─── Material
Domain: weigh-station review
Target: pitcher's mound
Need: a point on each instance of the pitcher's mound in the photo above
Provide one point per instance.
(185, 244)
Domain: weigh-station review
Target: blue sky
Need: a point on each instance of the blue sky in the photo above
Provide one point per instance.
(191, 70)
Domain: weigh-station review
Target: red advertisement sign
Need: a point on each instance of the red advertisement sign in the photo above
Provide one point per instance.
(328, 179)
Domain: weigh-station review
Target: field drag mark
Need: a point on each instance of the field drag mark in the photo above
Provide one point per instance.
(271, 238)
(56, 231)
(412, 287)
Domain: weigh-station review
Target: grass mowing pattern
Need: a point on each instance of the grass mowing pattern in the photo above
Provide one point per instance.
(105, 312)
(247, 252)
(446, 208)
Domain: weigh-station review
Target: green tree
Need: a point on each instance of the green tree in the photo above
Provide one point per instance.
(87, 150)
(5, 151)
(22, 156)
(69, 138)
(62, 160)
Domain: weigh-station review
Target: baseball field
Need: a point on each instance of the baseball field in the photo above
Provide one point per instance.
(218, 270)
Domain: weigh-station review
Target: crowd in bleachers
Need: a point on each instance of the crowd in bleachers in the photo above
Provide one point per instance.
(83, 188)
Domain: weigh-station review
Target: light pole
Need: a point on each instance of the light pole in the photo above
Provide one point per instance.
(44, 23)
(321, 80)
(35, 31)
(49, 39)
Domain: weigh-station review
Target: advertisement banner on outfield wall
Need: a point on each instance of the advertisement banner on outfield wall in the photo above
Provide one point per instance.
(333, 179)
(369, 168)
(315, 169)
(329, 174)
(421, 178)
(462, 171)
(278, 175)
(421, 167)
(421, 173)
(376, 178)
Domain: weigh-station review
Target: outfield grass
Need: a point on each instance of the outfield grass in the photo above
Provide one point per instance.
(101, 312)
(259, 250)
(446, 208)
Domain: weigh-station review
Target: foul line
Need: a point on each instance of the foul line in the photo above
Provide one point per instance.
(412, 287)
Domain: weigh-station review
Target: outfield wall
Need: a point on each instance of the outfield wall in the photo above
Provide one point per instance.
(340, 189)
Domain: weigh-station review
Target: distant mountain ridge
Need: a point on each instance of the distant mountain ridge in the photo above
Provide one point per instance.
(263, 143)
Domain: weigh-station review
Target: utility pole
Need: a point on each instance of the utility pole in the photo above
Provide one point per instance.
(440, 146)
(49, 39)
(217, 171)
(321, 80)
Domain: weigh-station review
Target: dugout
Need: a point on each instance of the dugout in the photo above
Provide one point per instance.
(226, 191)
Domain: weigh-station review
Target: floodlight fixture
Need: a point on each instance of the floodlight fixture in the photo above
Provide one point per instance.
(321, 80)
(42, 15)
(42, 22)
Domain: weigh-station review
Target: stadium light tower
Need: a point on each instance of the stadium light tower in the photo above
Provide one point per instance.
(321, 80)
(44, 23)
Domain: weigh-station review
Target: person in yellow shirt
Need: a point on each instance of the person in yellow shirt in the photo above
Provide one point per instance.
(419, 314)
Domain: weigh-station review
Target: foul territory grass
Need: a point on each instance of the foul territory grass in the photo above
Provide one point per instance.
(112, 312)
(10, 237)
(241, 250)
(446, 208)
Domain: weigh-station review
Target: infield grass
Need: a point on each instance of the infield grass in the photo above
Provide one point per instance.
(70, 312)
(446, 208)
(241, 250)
──────
Return every record, word for word.

→ Exercise result:
Domain: weigh-station review
Target: pitcher's mound
Need: a point on each instance of the pitcher's mound in the photo above
Provide one point per instance.
(185, 244)
Domain: weigh-station review
Target: blue sky
Need: a point on each instance of the blue sky in the photo above
Provide one point per instance.
(191, 70)
Domain: weigh-station review
Target: red advertisement sign
Need: a point on each instance of the red advertisement sign in the photo above
Provide one point per instance.
(328, 179)
Domain: weigh-station review
Target: field drag mark
Need: a point on each instance of the field drag mark in the photo above
Provide one point per instance.
(271, 238)
(56, 231)
(412, 287)
Domain: weigh-station review
Target: grass mowing pattern
Need: a point on each instance of the grass mowing pattern in the photo above
Provide one point per instance.
(105, 312)
(247, 252)
(446, 208)
Domain: weigh-station review
Target: green tree
Need: a point on each instance of the green tree in the photo above
Provide one point per instance.
(87, 150)
(5, 151)
(22, 156)
(69, 138)
(62, 160)
Domain: weigh-station review
Target: baseball field
Need: a point on each instance of the baseball field in the photo above
Provide one point per instance.
(218, 270)
Domain: weigh-station review
Target: crowd in bleachers
Need: a point on each instance of the crowd in bleachers in the photo above
Provide one point per instance.
(83, 188)
Domain: weigh-station review
Target: light pole
Need: a point on each instance of the light pole in the photo above
Provide one point per instance.
(44, 23)
(321, 80)
(35, 31)
(49, 39)
Domain: weigh-station review
Target: advertisement banner on outfield wall
Need: a point on each instance of the advertisement banner on outfield wall in the photo above
Provide one point per instance.
(333, 179)
(369, 168)
(315, 169)
(329, 174)
(421, 178)
(462, 171)
(278, 175)
(421, 167)
(421, 173)
(376, 178)
Domain: weigh-station review
Target: outfield grass
Need: a point on each instance of the outfield grass in the photo above
Provide one point per instance.
(101, 312)
(259, 250)
(446, 208)
Domain: weigh-station review
Target: foul line
Need: a point on each instance of the foul line in the photo above
Provide one point per instance.
(412, 287)
Domain: weigh-station review
Target: outfield wall
Need: a point on each instance of the outfield wall in the photo above
Provide one point per instance.
(340, 189)
Domain: weigh-station review
Target: distant mountain ridge
Need: a point on each instance of the distant mountain ridge in the photo above
Provide one point per instance.
(263, 143)
Domain: weigh-station review
Target: utility pole
Need: a point on each instance of the utility pole in the photo above
Provide one point per instance.
(440, 146)
(49, 39)
(217, 171)
(321, 80)
Domain: weigh-station review
Target: dugout
Need: a point on each instance of the dugout in the photo above
Provide one point per instance.
(226, 191)
Domain: weigh-station review
Target: floodlight fixture
Need: a point on each instance of the floodlight fixture in the photo above
Provide one point per instance.
(321, 80)
(42, 15)
(42, 22)
Domain: weigh-station review
Target: stadium light tower
Need: a point on each instance of the stadium light tower in the photo above
Provide one point per instance.
(321, 80)
(44, 23)
Domain: weigh-station review
Target: person in yellow shirt
Need: a point on each instance of the person in yellow shirt in the photo above
Provide one point per instance.
(419, 314)
Domain: weigh-station review
Target: foul territory grass
Need: a point on each instance of the foul territory grass in the photo above
Provide one point per instance.
(112, 312)
(10, 237)
(241, 250)
(446, 208)
Domain: weigh-station review
Target: infield grass
Need: a point on each instance of the infield grass in the photo above
Provide one point per instance.
(70, 312)
(446, 208)
(241, 250)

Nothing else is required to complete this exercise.